* Your task
Extend the discussion of cisplatin-based chemotherapy below, beginning right after its last sentence.

[Text block Boundary: Start]

Daniel J. George, MD: Right now, where we’re most commonly using our cisplatin-based chemotherapy is in patients in the neoadjuvant setting. So, in patients who present to us with muscle-invasive disease, many of whom may have clinically T3, T4 lesions, we’ll treat those patients with cisplatin-based chemotherapy with the hopes that they’re still potentially resectable. Or perhaps they have more what appears to be organ-confined muscle-invasive disease and we’ll be treating them more for a pathologic complete response rate.

What we see in that population is a mix. We’ll see, on average, somewhere around 20% to 30% of patients get a pathologic complete response. Majority of patients will have residual disease. For many of those patients who have really locally advanced disease or nodal disease, the complete response rates are low. Really what we’re doing there is essentially a debulking, follow-up. Many of those patients are going to relapse within the first year, certainly within the first 2 years, following chemotherapy. So, if they’re going to relapse, that’s when we see our relapses. On average, when we’re treating patients in the metastatic setting with a frontline cisplatin-based chemotherapy, we see response rates somewhere around 50%. Those are usually partial responses, but occasionally, we can see complete responses, particularly in patients with lung-only or lymph node-only disease.

[Text block Boundary: End]
[Supplied material Boundary: Start]

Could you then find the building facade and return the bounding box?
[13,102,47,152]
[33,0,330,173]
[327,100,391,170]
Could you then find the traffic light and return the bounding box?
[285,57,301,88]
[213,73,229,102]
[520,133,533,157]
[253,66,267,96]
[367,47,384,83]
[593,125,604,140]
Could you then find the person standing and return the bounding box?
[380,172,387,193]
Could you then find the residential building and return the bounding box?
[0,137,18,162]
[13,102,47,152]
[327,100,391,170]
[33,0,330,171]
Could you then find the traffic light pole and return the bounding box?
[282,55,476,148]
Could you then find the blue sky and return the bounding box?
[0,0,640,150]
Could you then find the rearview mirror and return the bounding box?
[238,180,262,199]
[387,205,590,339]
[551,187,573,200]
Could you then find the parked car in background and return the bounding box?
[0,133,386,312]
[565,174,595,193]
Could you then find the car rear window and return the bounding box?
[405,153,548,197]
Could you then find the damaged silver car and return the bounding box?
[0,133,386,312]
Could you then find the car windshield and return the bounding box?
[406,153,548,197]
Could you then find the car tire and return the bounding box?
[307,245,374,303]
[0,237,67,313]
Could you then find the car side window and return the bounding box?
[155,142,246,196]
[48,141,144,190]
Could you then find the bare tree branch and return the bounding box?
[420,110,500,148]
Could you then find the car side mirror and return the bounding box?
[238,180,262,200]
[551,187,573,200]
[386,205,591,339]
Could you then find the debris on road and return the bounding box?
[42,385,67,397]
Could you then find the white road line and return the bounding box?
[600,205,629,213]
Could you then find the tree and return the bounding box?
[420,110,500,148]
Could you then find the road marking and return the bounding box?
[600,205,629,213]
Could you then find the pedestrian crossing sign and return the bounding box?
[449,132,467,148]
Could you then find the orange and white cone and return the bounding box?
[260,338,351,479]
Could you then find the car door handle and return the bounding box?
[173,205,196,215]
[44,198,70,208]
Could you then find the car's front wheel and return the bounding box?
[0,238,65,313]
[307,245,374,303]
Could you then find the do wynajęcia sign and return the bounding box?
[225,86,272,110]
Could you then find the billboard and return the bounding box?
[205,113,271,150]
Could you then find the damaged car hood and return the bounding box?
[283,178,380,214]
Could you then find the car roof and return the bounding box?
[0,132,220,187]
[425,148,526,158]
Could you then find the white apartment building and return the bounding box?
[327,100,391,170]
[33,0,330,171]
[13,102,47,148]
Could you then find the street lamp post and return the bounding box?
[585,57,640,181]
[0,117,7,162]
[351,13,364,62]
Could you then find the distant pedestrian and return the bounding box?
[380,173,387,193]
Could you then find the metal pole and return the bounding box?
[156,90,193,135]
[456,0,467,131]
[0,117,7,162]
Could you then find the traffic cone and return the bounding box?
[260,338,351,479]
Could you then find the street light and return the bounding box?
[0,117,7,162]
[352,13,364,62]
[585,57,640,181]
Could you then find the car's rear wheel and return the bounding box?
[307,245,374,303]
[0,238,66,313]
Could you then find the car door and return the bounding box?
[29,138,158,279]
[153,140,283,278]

[Supplied material Boundary: End]

* Exercise response
For patients who are getting a partial response, their time to progression following the chemotherapy is generally short, about 4 to 6 months. So, for me, when I’m treating somebody with platinum-based chemotherapy, if it’s in the neoadjuvant setting, we’re quickly moving on to surgery. There really isn’t time to reassess. It’s typically 4 cycles of chemotherapy and then on to surgery. For patients who I’m treating metastatic disease, I’m assessing after about 3 cycles of therapy. About half our patients are showing some level of response, another, maybe, quarter patients with stable disease. About 25% of patients will be blasting through that, and that’s the group of patients we want to pick up early and get on to checkpoint inhibitors.

For those who are stable or responding, we’re able to complete maybe 6 cycles of chemotherapy, but their time to relapse following that is going to be short. So that’s a group of patients we’re monitoring closely for. Lastly, there is a group of patients who get a complete response to chemotherapy or maybe a really good partial response that will last a year or more. Historically, those are patients whom we can rechallenge with platinum chemotherapy and see response to again. So, I don’t want to forget about that population. Platinum chemotherapy is still a good agent. I don’t want to say everything is checkpoints. There’s a role, for sure, for cisplatin-based chemotherapy, but it has to be taken into context. The majority, 75% of these patients, are going to either have transient responses or no response at all, and we’ve got to be prepared to make that quick switch to immunotherapy.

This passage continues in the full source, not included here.